* [Description of the task] Find and copy each line of the records where the string "standing" shows up.

Referring expression data:
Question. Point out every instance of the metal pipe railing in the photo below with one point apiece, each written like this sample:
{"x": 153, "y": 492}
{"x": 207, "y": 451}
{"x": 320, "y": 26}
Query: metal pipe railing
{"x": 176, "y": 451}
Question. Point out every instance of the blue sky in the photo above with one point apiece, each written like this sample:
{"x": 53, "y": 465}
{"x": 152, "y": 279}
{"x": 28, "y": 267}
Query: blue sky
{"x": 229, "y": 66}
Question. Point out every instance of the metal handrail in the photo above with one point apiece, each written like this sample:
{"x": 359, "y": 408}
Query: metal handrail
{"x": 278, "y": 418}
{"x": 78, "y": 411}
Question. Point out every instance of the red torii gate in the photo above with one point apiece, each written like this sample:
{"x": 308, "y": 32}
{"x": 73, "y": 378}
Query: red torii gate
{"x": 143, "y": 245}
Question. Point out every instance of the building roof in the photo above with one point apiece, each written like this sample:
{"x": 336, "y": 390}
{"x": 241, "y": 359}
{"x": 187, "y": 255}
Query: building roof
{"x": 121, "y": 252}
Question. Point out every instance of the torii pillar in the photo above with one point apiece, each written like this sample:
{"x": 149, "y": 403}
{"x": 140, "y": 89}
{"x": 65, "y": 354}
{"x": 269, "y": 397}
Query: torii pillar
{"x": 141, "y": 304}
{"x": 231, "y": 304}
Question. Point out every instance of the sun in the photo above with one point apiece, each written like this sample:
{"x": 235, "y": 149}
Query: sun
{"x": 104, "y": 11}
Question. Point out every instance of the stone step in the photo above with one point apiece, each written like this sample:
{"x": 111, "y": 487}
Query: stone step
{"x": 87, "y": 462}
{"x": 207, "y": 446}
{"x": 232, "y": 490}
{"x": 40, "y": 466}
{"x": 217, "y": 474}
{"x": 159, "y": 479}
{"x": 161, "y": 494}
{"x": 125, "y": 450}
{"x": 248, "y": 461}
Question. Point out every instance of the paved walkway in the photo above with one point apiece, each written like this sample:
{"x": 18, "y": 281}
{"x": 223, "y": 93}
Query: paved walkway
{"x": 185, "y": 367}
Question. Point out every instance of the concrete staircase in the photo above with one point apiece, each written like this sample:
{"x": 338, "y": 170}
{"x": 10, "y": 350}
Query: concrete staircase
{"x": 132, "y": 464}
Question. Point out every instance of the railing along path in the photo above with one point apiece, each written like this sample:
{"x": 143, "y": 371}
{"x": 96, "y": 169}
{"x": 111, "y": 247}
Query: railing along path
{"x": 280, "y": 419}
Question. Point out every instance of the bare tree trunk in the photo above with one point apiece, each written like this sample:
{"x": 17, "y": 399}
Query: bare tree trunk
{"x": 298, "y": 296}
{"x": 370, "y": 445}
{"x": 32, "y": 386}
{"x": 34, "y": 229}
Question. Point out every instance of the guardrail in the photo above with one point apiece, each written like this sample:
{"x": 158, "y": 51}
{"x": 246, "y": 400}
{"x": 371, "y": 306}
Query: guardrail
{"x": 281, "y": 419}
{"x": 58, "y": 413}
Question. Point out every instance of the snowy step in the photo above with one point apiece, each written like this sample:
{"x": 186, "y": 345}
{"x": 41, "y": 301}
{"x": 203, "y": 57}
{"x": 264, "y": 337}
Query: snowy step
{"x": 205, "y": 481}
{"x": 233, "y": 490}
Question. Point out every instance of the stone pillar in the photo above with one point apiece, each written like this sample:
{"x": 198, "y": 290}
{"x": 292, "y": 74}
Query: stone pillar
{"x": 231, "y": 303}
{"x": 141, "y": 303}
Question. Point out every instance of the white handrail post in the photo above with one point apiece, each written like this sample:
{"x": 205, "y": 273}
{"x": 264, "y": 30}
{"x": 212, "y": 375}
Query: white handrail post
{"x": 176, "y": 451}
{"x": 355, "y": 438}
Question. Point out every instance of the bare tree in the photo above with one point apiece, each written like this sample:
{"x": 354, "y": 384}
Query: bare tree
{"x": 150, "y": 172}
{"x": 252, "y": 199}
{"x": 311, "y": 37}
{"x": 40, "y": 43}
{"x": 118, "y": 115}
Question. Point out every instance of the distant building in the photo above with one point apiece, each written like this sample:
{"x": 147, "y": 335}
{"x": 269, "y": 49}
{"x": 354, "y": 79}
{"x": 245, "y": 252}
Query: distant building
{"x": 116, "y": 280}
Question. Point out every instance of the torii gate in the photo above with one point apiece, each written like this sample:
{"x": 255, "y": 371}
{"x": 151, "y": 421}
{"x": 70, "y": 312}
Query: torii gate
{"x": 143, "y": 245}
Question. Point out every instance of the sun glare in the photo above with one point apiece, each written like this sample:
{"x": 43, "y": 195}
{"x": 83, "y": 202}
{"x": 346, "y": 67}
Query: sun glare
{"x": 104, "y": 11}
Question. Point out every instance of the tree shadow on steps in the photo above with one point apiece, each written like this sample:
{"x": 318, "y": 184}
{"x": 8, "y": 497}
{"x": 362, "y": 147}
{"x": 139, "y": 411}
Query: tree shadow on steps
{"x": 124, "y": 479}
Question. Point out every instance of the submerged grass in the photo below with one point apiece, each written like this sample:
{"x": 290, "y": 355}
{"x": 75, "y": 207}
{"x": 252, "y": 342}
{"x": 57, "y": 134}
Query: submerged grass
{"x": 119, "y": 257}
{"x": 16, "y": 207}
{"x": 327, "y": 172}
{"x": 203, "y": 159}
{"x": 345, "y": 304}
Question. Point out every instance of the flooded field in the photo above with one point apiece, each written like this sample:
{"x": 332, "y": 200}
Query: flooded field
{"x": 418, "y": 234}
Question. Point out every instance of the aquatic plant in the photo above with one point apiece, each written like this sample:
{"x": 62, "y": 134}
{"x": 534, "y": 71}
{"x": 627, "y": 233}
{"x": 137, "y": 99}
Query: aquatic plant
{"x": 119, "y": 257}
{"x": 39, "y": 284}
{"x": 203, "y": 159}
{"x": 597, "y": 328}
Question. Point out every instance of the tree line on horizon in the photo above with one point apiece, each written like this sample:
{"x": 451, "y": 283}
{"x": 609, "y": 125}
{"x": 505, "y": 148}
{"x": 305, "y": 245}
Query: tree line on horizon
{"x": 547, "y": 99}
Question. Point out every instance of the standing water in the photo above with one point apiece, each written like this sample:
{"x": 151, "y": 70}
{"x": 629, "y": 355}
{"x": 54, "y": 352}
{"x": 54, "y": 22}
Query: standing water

* [Result for this task]
Question. Point out every instance of the standing water in the photo above with one point apiece, each written like this sample:
Query: standing water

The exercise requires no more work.